--- TASK INPUTS ---

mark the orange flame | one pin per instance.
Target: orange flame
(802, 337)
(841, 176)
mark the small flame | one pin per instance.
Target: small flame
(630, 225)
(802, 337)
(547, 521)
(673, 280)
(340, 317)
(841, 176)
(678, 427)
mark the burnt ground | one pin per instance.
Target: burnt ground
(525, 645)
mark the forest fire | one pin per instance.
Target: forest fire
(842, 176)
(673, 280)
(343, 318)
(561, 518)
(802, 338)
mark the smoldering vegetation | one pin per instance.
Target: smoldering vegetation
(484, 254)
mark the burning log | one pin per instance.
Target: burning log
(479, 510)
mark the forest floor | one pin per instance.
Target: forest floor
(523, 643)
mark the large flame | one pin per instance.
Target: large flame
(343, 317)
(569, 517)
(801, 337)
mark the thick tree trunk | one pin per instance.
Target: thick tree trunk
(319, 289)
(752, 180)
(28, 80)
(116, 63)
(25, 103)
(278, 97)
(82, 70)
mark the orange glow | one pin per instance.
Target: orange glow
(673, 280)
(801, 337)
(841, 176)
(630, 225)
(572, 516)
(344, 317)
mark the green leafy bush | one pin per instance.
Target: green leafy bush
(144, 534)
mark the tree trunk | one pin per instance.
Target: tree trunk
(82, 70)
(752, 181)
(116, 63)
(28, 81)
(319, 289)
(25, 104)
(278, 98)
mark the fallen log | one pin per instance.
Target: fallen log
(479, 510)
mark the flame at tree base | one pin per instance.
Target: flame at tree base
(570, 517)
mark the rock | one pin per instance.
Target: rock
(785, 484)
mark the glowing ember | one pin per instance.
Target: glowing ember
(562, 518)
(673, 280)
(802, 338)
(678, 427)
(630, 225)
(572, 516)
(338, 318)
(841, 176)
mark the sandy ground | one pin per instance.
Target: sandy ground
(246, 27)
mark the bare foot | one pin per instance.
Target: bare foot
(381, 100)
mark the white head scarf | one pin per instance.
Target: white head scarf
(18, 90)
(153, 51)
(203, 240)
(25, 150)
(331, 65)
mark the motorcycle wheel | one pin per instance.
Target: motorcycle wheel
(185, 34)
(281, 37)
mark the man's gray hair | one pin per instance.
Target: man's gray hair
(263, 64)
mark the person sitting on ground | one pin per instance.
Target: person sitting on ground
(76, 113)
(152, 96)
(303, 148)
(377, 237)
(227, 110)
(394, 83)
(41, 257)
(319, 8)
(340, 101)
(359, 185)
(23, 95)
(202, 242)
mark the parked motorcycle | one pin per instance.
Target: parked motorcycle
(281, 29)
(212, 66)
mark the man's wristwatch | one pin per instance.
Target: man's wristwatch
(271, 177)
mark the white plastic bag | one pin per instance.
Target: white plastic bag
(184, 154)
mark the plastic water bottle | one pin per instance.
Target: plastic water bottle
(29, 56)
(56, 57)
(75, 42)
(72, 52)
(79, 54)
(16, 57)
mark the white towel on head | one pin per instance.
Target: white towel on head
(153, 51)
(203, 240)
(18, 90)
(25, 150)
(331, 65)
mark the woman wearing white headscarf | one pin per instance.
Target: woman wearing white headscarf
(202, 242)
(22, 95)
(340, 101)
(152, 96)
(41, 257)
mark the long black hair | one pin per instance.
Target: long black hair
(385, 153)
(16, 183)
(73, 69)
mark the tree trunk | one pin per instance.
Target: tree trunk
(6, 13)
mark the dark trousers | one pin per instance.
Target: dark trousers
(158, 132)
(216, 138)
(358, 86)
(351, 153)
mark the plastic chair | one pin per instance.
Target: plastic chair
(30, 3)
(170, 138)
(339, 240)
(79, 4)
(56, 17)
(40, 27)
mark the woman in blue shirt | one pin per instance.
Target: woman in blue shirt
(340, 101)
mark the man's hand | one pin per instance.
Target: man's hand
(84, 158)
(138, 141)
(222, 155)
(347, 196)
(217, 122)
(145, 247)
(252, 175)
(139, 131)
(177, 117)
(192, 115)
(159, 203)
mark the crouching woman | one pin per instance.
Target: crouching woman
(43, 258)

---

> [REQUIREMENT]: Give back exactly the lines above starting at the line where "Target: motorcycle wheel" appears and ending at the line where "mark the person" appears, both included, with no other lines.

> [RESPONSE TO THIS TASK]:
Target: motorcycle wheel
(185, 34)
(281, 37)
mark the man's gray hair | one pin per instance.
Target: man's gray hair
(263, 64)
mark the person sitting on ground | one pin per instance.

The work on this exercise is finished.